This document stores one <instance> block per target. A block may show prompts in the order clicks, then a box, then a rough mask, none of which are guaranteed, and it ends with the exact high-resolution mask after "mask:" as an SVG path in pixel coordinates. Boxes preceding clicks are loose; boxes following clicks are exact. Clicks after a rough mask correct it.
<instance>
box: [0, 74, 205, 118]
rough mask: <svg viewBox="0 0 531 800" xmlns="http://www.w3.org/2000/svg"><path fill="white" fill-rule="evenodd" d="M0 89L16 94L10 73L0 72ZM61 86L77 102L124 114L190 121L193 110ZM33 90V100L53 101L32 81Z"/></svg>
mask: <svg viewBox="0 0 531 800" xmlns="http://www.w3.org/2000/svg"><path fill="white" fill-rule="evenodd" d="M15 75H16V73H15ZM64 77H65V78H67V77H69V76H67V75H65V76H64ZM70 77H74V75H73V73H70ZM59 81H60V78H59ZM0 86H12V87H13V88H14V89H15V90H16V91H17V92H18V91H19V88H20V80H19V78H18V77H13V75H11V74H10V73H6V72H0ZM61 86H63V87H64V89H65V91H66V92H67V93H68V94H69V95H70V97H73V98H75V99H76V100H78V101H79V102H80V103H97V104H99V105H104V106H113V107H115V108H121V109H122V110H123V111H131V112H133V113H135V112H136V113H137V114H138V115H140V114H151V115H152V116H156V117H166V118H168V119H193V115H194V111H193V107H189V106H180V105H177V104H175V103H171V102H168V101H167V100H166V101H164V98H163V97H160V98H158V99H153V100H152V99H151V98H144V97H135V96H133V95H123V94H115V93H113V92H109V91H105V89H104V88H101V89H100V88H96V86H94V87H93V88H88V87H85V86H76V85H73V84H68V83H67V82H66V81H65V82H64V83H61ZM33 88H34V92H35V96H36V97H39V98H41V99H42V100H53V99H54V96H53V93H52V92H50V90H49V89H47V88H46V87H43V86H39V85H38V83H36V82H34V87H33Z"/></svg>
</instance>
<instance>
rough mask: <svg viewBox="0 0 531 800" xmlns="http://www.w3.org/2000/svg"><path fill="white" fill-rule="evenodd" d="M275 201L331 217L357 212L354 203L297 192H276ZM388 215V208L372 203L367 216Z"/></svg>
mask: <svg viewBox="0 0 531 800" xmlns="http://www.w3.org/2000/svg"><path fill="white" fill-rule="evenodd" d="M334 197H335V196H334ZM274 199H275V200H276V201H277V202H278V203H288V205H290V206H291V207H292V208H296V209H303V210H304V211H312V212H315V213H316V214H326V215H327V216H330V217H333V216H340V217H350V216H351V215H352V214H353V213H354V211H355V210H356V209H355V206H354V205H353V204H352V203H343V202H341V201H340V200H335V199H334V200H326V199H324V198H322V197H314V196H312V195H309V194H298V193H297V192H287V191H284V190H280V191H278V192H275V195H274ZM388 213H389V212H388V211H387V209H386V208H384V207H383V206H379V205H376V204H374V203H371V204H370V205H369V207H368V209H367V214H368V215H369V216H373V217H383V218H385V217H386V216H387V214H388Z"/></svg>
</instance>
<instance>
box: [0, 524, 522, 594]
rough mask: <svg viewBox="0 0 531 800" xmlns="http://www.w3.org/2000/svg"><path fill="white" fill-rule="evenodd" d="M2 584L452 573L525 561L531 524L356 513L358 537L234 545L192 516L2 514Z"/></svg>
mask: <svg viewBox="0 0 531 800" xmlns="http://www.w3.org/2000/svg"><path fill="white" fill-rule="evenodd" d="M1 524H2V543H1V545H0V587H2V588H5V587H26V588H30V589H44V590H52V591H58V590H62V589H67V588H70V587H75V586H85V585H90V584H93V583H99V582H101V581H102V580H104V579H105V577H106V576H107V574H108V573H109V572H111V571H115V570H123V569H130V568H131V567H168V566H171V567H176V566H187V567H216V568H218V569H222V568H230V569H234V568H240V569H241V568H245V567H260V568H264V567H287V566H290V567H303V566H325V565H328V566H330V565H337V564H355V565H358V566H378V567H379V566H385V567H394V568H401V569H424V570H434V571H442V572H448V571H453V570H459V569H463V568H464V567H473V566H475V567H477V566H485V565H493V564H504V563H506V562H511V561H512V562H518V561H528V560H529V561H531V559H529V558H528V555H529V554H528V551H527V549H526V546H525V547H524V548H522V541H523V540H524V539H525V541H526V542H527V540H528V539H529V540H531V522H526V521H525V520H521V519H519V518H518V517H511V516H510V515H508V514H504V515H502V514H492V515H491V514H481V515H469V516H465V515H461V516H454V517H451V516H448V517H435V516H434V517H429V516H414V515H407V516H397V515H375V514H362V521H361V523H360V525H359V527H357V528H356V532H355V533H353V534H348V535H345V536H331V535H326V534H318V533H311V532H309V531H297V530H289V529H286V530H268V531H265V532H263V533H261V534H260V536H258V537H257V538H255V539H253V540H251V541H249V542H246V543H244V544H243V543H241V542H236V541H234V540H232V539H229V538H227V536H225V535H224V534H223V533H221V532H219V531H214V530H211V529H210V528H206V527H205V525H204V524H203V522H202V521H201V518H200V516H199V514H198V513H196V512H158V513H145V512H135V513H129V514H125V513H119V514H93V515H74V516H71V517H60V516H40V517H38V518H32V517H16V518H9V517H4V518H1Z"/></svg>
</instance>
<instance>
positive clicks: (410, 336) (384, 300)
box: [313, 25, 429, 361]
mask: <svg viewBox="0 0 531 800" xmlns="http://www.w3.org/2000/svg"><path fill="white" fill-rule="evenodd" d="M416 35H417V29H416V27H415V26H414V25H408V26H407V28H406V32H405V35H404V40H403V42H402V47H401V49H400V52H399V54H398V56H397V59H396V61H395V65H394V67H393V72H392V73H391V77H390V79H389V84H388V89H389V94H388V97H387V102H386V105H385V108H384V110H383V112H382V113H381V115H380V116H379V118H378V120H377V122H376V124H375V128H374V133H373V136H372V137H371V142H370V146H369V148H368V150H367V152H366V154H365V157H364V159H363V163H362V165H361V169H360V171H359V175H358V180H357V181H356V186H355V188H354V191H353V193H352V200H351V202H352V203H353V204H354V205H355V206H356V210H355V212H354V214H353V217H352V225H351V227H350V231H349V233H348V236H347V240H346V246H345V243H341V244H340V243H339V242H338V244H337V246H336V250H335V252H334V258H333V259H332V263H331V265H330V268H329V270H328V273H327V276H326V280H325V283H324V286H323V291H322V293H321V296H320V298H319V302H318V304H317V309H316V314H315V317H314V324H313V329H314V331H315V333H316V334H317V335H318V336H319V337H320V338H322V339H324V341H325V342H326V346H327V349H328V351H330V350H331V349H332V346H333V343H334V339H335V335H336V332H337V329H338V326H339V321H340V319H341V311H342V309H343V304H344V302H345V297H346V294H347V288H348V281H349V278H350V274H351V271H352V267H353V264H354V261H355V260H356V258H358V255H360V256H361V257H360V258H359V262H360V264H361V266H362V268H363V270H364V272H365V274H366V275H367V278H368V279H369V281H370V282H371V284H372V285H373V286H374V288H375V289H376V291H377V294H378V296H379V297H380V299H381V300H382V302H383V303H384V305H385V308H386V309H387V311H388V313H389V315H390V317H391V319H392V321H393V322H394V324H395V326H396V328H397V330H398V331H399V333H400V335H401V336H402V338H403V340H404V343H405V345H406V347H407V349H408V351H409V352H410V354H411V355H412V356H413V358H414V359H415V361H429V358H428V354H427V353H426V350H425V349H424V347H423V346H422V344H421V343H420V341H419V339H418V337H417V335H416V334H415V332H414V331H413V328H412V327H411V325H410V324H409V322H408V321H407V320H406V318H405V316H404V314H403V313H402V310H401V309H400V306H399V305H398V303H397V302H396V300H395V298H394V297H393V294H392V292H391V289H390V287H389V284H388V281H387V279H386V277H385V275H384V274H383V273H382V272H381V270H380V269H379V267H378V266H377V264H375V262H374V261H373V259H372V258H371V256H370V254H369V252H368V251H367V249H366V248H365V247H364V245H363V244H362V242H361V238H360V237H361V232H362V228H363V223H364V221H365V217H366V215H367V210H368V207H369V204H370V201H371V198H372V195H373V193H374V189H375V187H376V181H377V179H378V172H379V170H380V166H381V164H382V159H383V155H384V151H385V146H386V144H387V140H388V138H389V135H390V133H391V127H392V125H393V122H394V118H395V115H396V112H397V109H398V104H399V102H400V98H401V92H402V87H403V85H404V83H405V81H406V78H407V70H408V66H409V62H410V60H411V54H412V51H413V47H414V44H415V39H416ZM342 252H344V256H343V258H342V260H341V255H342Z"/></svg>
......
JOB ITEM: Starting at the top of these lines and ending at the line that contains "box: [0, 74, 205, 118]", can you write them out again with "high-resolution" switched to "full-resolution" and nothing else changed?

SOLUTION TO THE PROBLEM:
This document stores one <instance> block per target. A block may show prompts in the order clicks, then a box, then a rough mask, none of which are guaranteed, and it ends with the exact full-resolution mask after "mask:" as an SVG path in pixel coordinates. Boxes preceding clicks are loose; boxes following clicks are exact. Clicks after a rough mask correct it.
<instance>
box: [0, 74, 205, 118]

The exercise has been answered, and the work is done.